- Trecho citado -

O negócio da negociação

Em discurso muito parecido, pela arrogância e pelo tom autoritário, com os que cansamos de ouvir e só mereciam ficar esquecidos, Luiz Inácio Lula da Silva afirmou - entre desnecessidades como "nós vamos ensinar esse país a negociar", "esta nau tem comandante", e por aí- que o governo negociou a aprovação da "reforma" tributária sem praticar "a política do é dando que se recebe".
Na votação da "reforma" anterior, a previdenciária, o governo Lula foi salvo por deputados do PFL e do PSDB, que lhe deram 62 votos e lhe permitiram ultrapassar os 308 mínimos para evitar a derrota. Agora o governo não contava com o mesmo apoio do PSDB e do PFL, reduzido a 39. A perda de 23 foi suprida pelo PMDB, que antes dera ao governo 45 votos e agora deu 70.
Por quê? O aliciamento foi feito à custa, preliminarmente, de dois ministérios, a serem entregues a peemedebistas em futuro próximo. Quem se reuniu com o comando peemedebista, para acertar os termos do apoio na votação, foi o próprio Lula.
Mas os ministérios não são nada. As nomeações para outros cargos da máquina de administração, nos mais variados níveis, é que são elas. Um único ministério não faria 70 peemedebistas darem seus votos ao governo, sem a promessa de que todos serão agraciados.
Os inúmeros cargos para recompensar os votos peemedebistas são públicos, o que significa, primeiro, que são pagos; além disso, pagos com dinheiro dos cofres públicos. Dinheiro que assim se destina a parentes e agentes eleitorais dos parlamentares em questão.
Negociações políticas se fazem em torno de programas de ação e, nos melhores casos, em torno de idéias. Aliciamento em cima de votação e com recompensa não é negociação. Lula foi especialista nessa diferença entre negociação política e negócio político. Tanto que ele e seu partido fizeram a primeira muitas vezes no governo Itamar, mas não entraram na segunda em nenhuma das numerosas oportunidades no governo Fernando Henrique Cardoso. A adesão ao método antes condenado não muda a essência e o nome da coisa.

- Tarefa proposta A -
Liste todas as siglas de partidos políticos que aparecem no trecho citado.
- Tarefa proposta B -
Segundo o trecho citado, quantos votos o PMDB deu ao governo na votação da "reforma" tributária?
- Tarefa proposta C -
Reproduza fielmente o trecho citado, de "Em discurso muito" até "agora deu 70.".
Use apenas o texto para responder.

[Registros do conjunto de dados de segmentação]
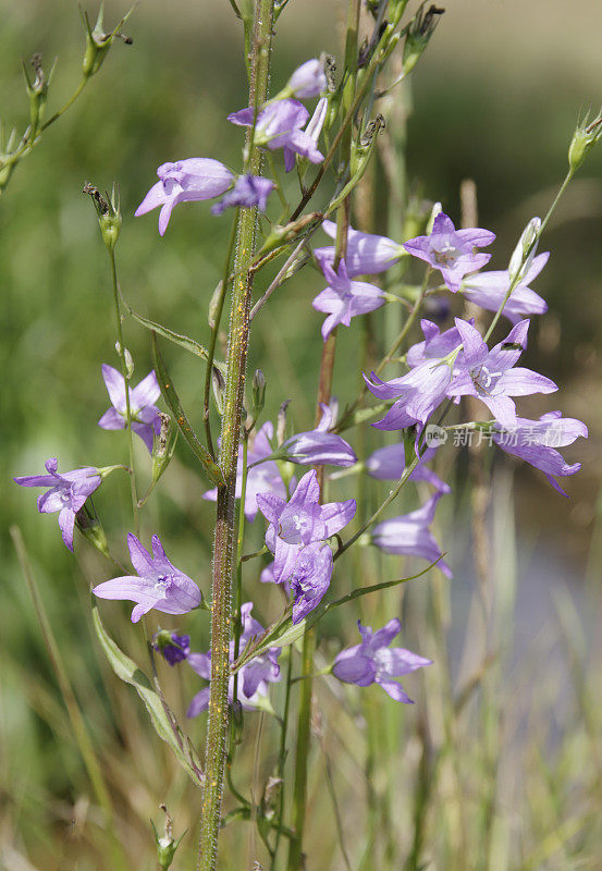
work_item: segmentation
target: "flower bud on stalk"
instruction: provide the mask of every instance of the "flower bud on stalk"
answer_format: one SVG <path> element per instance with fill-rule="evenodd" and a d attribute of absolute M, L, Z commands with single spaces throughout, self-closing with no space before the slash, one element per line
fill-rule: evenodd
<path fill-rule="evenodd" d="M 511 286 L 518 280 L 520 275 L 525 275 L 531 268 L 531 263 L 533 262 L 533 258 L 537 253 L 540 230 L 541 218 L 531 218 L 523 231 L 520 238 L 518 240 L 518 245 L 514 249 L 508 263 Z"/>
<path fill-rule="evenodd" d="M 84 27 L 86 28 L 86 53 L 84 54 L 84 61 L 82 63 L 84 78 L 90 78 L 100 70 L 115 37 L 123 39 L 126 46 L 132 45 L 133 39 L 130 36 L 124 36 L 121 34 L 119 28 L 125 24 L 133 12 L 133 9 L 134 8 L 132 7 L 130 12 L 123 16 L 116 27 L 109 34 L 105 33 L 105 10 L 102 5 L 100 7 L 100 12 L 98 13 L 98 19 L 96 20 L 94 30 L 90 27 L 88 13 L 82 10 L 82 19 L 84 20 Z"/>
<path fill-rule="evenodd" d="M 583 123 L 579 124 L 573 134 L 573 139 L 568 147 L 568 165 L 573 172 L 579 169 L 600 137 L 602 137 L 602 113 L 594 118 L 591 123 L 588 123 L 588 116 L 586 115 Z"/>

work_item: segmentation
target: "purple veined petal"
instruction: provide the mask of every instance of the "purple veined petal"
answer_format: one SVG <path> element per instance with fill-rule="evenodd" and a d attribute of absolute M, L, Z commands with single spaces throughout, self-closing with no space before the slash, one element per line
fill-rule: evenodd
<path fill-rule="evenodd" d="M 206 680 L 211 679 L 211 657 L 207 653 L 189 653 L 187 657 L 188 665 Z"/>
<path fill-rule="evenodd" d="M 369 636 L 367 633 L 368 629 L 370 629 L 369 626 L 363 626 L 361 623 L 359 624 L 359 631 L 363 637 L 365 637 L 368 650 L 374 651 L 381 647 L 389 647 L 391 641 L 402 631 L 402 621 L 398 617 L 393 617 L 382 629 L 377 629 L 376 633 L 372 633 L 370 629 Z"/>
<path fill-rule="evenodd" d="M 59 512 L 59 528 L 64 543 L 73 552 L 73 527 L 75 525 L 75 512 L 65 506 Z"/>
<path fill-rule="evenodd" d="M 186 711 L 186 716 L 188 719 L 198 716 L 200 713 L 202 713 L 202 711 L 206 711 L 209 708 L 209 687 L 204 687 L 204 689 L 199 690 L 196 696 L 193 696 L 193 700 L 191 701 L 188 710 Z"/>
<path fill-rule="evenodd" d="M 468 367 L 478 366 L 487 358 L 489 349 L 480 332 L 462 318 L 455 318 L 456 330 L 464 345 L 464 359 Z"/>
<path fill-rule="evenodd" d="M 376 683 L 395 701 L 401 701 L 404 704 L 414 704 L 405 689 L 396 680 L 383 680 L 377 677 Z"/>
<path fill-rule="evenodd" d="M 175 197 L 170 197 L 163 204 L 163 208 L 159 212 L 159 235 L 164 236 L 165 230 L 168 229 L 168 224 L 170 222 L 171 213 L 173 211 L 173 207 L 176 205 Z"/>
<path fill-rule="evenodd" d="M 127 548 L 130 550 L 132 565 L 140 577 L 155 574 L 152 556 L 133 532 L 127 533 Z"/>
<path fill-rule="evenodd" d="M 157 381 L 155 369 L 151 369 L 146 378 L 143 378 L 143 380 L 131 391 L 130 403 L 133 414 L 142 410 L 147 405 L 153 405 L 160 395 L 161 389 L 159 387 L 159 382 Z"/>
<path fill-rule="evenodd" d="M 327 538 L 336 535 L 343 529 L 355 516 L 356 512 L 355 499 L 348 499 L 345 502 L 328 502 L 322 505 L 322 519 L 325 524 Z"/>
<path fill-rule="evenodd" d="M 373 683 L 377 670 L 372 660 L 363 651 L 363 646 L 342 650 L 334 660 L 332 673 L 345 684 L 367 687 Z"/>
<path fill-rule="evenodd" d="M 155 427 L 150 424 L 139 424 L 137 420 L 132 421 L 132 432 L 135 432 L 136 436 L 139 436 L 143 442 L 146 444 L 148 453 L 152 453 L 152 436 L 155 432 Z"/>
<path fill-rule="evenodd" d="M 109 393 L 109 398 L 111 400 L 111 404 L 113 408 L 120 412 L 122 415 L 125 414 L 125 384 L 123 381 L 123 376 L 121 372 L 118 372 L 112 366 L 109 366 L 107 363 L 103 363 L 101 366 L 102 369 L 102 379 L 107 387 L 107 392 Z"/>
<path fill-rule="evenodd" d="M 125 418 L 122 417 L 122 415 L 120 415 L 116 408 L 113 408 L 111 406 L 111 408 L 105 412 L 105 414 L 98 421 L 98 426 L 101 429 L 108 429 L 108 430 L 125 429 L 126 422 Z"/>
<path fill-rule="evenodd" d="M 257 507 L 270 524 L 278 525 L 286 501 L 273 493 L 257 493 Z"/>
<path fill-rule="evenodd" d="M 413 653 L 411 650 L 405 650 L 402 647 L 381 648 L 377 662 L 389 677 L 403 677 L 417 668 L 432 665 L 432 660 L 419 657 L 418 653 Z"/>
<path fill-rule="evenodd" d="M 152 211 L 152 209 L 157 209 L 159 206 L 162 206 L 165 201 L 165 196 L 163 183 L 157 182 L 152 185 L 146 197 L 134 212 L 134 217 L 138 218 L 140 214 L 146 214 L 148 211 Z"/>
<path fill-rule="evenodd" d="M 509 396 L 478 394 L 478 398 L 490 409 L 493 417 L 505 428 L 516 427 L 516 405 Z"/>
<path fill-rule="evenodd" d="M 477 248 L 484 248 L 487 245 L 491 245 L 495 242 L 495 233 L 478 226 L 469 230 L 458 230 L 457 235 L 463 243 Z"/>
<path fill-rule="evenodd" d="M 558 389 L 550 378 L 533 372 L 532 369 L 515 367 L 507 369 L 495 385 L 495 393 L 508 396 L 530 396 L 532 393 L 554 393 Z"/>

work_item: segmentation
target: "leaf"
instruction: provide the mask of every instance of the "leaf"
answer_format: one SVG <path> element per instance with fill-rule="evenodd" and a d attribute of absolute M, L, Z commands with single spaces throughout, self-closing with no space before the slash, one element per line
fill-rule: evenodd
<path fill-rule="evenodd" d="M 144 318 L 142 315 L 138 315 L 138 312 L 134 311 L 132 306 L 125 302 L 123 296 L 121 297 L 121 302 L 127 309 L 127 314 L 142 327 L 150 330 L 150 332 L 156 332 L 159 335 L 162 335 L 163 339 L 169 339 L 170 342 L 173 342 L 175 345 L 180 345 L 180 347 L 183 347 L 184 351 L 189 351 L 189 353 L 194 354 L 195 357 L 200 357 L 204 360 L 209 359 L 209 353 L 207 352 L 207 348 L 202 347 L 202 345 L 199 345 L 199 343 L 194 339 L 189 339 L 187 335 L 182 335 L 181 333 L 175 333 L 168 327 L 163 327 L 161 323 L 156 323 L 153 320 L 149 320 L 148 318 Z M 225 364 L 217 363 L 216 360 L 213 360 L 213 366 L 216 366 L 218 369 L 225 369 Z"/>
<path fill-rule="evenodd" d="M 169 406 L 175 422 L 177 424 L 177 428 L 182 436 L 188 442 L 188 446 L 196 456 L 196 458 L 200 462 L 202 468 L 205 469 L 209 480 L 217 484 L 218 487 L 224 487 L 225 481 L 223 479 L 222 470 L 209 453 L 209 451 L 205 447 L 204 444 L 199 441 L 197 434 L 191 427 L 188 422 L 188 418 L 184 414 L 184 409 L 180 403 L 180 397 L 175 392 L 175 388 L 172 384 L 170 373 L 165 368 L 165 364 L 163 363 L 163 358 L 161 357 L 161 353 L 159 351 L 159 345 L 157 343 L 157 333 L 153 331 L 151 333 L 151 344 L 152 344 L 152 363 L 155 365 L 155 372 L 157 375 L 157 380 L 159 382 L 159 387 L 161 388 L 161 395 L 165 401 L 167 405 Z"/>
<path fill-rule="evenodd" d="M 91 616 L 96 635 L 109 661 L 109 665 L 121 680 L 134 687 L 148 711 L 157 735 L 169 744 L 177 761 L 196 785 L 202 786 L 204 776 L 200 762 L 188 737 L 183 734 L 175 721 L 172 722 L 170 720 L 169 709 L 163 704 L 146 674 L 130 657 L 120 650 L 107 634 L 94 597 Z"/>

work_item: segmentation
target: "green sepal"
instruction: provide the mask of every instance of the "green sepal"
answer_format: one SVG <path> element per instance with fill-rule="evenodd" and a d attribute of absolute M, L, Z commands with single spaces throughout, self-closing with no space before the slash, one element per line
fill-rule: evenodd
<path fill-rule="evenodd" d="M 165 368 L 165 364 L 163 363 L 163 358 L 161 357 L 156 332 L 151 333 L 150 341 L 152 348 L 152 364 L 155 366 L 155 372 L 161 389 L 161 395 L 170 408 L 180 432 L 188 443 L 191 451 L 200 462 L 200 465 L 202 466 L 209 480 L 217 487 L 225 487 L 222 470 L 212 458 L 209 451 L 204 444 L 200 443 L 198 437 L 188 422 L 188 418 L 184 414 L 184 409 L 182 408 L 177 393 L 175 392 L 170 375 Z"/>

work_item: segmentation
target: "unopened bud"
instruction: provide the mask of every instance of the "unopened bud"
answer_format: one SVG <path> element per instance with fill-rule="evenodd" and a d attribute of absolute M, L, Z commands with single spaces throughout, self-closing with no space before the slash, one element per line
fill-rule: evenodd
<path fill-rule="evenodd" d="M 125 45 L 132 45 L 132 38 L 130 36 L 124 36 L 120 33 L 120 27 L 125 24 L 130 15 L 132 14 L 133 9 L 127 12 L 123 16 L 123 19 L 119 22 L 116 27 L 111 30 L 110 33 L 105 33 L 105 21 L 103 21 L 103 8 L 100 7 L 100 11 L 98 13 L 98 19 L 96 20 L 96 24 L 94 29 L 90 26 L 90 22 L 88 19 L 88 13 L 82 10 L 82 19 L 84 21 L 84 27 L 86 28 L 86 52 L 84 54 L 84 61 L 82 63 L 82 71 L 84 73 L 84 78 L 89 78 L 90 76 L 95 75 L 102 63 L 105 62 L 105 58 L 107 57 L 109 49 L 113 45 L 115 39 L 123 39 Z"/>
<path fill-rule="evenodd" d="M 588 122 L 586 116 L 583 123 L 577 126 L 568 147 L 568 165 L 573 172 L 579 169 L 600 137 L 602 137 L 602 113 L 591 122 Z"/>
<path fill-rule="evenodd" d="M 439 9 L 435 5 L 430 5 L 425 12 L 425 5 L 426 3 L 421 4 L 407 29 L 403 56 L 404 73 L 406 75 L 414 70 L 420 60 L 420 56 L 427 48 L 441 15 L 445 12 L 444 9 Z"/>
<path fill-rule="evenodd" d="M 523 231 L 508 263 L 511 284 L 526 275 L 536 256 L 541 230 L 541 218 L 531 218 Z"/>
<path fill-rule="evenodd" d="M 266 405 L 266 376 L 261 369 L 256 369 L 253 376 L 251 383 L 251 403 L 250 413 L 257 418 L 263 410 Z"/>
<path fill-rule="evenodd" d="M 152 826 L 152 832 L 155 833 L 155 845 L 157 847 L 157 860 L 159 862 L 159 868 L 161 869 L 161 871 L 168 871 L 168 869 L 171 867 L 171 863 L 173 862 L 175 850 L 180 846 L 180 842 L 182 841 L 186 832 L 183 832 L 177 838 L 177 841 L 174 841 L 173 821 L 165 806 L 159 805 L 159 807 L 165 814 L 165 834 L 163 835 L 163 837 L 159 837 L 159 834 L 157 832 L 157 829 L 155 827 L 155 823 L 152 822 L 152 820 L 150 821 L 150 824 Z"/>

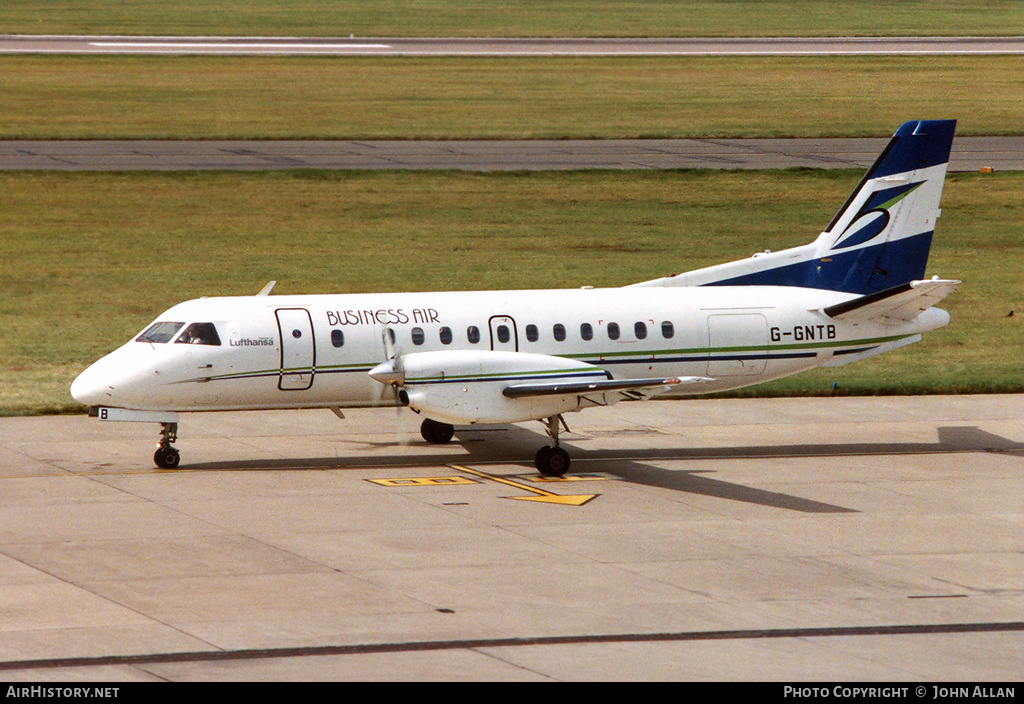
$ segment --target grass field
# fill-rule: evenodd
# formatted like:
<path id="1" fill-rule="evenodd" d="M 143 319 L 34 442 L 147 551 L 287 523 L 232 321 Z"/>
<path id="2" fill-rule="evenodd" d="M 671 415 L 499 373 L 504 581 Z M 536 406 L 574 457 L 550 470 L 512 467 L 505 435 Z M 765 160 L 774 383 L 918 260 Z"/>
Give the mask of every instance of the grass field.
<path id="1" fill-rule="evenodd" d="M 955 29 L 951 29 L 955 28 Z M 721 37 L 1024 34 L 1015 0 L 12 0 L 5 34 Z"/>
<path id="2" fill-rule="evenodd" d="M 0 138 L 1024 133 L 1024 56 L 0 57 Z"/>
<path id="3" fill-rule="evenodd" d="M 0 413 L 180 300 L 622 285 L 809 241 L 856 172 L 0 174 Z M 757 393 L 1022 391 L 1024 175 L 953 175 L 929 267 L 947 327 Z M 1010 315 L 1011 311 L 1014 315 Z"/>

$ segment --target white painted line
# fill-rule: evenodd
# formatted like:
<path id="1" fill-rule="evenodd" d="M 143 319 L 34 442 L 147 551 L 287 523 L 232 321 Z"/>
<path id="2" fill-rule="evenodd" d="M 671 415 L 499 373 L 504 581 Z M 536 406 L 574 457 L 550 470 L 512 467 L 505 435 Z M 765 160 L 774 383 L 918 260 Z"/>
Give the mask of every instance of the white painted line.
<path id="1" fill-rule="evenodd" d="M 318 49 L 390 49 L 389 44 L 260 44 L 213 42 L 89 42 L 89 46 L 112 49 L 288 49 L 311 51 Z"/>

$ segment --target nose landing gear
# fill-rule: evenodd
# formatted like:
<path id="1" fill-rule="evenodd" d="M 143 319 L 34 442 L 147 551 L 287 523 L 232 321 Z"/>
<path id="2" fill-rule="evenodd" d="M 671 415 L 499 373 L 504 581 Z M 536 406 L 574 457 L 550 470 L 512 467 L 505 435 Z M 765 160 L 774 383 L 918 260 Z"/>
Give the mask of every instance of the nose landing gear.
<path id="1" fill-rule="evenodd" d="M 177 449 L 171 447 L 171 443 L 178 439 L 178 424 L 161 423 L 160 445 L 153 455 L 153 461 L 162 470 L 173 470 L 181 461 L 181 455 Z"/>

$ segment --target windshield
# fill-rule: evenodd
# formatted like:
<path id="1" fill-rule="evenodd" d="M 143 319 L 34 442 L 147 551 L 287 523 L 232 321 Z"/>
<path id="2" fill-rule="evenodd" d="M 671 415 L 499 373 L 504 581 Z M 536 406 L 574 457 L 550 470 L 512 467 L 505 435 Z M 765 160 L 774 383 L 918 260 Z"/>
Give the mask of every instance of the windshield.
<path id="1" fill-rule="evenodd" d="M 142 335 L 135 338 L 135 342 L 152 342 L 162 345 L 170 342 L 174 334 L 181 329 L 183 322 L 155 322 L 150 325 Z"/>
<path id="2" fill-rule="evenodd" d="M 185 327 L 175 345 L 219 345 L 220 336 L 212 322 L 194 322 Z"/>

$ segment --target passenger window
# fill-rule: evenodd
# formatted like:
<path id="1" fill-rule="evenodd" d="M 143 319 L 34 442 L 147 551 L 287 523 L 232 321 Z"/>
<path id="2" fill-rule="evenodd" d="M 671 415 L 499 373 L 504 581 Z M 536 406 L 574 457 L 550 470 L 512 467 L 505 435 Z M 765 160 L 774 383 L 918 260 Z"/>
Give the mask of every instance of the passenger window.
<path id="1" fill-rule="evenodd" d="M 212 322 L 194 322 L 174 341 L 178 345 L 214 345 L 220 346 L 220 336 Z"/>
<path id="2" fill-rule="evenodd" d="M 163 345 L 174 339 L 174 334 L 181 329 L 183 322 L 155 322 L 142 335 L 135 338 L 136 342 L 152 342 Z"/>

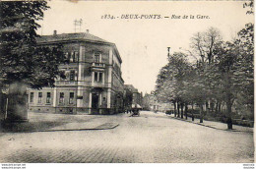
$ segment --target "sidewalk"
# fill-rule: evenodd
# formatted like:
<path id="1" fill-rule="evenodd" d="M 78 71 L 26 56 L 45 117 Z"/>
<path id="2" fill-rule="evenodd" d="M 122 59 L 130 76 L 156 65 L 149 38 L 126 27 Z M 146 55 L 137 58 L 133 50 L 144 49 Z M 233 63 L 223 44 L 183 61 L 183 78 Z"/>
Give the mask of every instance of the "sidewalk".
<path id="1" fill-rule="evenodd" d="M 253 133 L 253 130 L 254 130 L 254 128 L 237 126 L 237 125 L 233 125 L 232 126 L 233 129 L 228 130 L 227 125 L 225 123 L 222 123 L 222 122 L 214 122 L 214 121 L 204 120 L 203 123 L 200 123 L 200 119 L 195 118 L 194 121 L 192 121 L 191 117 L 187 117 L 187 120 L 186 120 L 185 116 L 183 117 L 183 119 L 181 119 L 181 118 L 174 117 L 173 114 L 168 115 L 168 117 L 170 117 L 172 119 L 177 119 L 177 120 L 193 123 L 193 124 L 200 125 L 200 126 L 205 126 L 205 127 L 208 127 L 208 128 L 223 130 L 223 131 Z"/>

- Resposta correta A -
PFL, PSDB e PMDB.

- Resposta correta B -
O PMDB deu 70 votos ao governo.

- Resposta correta C -
Em discurso muito parecido, pela arrogância e pelo tom autoritário, com os que cansamos de ouvir e só mereciam ficar esquecidos, Luiz Inácio Lula da Silva afirmou - entre desnecessidades como "nós vamos ensinar esse país a negociar", "esta nau tem comandante", e por aí- que o governo negociou a aprovação da "reforma" tributária sem praticar "a política do é dando que se recebe".
Na votação da "reforma" anterior, a previdenciária, o governo Lula foi salvo por deputados do PFL e do PSDB, que lhe deram 62 votos e lhe permitiram ultrapassar os 308 mínimos para evitar a derrota. Agora o governo não contava com o mesmo apoio do PSDB e do PFL, reduzido a 39. A perda de 23 foi suprida pelo PMDB, que antes dera ao governo 45 votos e agora deu 70.